AIM OF THE EXERCISE
Quote the stretch of the material from its start through the line that contains "[670,247,745,284]", copying each line without changes.

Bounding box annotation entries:
>>>>

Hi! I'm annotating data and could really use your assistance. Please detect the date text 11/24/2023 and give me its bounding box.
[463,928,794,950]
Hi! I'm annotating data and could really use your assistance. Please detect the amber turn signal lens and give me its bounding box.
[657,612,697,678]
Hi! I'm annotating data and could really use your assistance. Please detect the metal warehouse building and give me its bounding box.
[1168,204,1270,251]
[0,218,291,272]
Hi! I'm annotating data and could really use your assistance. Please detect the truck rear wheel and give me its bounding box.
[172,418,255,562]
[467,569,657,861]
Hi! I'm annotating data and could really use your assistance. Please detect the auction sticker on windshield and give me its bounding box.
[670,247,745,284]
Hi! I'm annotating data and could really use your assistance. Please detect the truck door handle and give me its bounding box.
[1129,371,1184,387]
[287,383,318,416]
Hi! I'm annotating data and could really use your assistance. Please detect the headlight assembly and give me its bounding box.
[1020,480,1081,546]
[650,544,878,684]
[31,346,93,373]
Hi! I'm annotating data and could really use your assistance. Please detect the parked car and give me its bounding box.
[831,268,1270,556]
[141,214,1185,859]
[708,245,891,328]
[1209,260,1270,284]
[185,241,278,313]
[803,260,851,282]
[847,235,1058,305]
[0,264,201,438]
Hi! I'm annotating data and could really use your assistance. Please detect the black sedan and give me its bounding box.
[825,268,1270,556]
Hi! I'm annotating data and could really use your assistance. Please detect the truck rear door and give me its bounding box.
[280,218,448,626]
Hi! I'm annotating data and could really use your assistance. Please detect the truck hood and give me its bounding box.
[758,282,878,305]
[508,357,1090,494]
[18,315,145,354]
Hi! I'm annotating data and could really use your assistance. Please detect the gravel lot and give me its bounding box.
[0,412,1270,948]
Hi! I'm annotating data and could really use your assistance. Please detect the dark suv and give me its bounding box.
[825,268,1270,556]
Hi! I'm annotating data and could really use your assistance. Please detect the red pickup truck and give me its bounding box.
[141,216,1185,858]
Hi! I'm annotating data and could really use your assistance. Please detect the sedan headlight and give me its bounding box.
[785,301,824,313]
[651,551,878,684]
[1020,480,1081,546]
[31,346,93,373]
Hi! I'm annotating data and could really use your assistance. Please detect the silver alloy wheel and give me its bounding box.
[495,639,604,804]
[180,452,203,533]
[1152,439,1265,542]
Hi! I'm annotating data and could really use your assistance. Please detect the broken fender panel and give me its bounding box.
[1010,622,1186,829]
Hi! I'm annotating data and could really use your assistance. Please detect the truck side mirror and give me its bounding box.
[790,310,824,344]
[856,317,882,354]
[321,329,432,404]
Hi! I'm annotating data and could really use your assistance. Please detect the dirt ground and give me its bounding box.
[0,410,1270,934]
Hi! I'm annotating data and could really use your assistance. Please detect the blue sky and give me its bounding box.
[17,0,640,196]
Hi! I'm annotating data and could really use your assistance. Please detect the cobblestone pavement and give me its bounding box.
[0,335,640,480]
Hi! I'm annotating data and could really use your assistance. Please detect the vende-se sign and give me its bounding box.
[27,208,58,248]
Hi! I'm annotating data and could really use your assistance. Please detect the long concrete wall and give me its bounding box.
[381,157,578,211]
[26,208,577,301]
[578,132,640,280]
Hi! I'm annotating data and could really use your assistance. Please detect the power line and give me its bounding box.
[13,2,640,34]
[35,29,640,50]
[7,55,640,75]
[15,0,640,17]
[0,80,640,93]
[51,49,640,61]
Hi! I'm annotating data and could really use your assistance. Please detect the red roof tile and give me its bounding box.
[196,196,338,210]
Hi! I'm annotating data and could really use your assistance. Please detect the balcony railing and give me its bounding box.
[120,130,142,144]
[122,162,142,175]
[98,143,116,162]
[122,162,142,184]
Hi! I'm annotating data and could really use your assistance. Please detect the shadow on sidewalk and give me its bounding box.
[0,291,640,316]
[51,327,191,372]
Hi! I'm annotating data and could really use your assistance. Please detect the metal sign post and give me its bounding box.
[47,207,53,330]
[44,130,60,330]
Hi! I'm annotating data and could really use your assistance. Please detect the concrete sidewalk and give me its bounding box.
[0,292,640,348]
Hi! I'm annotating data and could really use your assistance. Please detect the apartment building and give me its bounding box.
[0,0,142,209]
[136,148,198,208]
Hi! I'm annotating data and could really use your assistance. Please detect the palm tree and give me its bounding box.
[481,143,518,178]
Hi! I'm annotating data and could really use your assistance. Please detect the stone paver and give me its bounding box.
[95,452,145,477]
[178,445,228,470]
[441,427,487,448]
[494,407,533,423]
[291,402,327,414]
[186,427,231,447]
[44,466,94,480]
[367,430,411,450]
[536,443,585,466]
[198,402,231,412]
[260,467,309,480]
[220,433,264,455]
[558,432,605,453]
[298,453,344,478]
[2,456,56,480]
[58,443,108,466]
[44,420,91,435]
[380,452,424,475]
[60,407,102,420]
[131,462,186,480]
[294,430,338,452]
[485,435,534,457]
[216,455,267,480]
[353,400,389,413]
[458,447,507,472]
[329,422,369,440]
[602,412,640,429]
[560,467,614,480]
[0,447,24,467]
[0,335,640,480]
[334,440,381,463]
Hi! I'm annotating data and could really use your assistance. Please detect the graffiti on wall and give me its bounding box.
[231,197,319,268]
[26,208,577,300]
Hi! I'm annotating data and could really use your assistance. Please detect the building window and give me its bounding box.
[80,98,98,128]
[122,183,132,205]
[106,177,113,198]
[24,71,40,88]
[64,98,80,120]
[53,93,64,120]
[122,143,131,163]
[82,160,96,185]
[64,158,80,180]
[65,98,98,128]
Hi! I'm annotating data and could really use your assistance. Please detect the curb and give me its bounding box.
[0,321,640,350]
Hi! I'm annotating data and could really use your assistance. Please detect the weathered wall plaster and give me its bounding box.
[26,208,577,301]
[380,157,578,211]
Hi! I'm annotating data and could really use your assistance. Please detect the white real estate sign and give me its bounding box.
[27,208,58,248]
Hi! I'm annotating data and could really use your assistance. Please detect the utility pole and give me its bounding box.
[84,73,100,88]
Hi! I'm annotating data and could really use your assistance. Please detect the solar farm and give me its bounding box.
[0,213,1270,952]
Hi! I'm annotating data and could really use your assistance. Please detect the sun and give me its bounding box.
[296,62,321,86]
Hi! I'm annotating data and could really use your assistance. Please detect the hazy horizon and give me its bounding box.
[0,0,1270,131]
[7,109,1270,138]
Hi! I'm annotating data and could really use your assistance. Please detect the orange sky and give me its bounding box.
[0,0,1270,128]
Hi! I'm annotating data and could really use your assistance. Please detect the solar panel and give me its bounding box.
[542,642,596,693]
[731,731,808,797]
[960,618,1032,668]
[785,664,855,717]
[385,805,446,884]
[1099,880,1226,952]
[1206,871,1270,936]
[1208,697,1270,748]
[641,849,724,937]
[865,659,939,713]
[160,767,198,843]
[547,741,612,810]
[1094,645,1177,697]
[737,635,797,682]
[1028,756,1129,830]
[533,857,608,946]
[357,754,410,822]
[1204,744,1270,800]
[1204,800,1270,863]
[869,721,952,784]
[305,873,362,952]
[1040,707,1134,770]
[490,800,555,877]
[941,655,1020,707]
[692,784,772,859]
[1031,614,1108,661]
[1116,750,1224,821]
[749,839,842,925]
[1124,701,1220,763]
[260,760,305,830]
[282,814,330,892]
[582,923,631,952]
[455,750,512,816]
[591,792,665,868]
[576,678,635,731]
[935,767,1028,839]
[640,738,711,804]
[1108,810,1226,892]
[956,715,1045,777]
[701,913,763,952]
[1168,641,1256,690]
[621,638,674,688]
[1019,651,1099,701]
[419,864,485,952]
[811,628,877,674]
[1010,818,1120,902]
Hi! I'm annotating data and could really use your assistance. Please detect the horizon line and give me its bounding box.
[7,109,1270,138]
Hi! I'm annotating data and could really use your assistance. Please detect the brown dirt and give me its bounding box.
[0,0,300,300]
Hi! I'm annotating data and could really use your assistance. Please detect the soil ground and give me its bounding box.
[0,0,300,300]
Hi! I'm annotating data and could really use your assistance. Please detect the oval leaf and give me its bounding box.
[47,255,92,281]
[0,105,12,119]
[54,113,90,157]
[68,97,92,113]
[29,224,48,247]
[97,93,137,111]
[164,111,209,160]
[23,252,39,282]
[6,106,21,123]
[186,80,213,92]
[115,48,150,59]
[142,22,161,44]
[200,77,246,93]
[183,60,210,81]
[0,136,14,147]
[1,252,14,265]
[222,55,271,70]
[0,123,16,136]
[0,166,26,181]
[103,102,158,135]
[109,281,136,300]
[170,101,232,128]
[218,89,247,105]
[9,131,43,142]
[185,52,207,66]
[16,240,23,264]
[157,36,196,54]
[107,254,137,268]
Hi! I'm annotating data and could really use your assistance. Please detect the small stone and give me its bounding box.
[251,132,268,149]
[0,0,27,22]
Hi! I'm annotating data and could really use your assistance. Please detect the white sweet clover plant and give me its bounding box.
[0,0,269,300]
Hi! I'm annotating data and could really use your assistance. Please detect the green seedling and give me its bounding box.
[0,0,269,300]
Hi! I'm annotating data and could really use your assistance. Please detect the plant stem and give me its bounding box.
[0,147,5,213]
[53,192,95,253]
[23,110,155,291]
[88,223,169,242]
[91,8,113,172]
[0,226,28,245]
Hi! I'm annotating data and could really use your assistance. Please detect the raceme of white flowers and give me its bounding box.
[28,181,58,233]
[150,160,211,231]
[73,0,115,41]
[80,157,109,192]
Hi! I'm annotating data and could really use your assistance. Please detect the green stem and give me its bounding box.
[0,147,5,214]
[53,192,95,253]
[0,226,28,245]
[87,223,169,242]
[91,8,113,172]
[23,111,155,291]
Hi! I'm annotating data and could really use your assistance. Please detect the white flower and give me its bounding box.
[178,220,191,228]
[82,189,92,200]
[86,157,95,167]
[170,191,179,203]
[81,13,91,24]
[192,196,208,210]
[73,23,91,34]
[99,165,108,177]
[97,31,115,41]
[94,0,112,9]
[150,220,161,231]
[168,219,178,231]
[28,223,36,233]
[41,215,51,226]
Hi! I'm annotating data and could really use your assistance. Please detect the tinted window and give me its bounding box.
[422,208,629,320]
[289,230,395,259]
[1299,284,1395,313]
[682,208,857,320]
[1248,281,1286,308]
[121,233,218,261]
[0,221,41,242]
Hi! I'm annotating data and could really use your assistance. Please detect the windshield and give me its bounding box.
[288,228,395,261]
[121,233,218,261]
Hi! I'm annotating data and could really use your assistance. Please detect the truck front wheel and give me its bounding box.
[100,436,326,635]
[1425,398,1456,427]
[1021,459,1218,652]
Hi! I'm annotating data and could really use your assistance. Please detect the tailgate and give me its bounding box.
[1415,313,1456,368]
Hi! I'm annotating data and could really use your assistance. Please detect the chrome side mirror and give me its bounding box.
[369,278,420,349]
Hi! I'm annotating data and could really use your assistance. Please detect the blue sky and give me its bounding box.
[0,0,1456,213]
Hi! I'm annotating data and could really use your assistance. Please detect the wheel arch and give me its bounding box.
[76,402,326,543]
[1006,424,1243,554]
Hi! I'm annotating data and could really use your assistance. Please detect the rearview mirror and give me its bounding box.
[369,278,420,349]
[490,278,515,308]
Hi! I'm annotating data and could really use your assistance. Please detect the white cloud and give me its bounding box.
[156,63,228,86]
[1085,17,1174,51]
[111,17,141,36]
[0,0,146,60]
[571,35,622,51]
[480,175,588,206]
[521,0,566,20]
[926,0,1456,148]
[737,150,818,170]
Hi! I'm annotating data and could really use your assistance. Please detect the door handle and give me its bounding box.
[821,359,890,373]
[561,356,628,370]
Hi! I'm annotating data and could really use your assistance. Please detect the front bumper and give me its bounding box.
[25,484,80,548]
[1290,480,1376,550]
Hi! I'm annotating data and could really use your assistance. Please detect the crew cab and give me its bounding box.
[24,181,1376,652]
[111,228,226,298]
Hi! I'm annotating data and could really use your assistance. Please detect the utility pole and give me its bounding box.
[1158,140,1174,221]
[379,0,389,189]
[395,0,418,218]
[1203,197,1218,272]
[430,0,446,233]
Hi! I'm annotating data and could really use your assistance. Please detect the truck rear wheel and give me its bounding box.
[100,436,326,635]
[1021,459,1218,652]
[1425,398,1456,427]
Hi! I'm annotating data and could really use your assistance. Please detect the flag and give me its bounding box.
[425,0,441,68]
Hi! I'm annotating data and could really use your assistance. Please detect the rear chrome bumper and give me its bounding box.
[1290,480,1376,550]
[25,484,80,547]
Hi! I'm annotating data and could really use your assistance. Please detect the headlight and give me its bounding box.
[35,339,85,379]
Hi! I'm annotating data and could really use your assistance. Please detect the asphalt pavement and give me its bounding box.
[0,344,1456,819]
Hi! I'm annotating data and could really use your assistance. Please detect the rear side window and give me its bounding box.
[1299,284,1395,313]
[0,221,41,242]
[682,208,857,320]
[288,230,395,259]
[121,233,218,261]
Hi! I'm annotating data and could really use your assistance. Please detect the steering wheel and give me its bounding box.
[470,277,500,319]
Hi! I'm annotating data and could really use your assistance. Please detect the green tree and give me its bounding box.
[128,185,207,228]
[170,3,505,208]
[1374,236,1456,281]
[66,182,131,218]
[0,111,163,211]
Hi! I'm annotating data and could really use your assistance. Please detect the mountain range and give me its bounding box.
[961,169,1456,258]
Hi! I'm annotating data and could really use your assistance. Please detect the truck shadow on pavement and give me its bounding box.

<<<<

SOLUTION TO THIS TASK
Hi! I'm annotating data and could really use your assistance. Please detect the date text 11/24/2023 and give me its bounding box.
[463,928,794,950]
Hi! I'm annotating data and could really use your assistance. Please detect the amber turn signal lens and give me its bounding box.
[657,612,697,678]
Hi! I'm annotating data and could really use your assistance. Please detect the metal warehouse building and give me its bounding box.
[1168,204,1270,251]
[0,218,291,272]
Hi! I'm annotating data and could really use your assistance. Please detect the truck rear wheel and give me its bounding box.
[172,418,255,562]
[467,569,657,861]
Hi! I'm annotating data and could really use your assistance. Please detect the auction sticker on windshield and give me its bounding box.
[670,247,745,284]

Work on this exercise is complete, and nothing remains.